# What is needed:
Restrict the output to the lines below starting at the one that contains "Can you see the water" and ending at the one that contains "Can you see the dark", and restate them word for word, both ends included.

───── Dataset extract ─────

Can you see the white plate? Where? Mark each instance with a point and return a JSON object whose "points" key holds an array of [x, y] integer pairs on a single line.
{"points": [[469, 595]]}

─────
───── Dataset extract ─────

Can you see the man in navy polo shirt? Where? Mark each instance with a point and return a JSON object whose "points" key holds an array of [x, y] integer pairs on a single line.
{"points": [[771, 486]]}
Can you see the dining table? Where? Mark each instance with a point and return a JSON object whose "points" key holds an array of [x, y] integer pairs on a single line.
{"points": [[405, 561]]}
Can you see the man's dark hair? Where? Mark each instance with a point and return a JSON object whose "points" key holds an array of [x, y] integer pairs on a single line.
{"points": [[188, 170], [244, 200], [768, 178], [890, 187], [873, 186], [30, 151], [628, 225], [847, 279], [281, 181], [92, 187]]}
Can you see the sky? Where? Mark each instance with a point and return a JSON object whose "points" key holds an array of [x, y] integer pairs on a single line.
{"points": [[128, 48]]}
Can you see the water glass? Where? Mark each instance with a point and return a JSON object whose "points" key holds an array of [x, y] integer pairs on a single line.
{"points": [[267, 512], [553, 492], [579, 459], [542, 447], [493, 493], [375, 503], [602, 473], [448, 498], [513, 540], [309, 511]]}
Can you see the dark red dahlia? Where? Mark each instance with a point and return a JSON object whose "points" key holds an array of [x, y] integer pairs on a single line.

─────
───── Dataset extract ─────

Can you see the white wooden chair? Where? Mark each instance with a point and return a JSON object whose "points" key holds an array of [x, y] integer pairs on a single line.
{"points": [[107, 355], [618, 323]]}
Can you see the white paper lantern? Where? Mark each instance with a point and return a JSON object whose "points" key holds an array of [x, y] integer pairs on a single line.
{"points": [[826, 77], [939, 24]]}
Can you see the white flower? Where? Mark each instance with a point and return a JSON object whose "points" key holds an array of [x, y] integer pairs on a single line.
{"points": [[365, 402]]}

─────

# Exercise answer:
Can you see the water glass? Where? Mark each instance with a point and return a JSON object whose "points" key holds an array of [x, y] integer pairs on a single line.
{"points": [[267, 512], [553, 492], [579, 459], [542, 447], [493, 493], [375, 503], [602, 473], [448, 498], [513, 540], [309, 511]]}
Can you see the dark red dahlia? Where? Mark each instance with a point and return a JSON object whose "points" key holds an array of [x, y] integer pairs on a single line.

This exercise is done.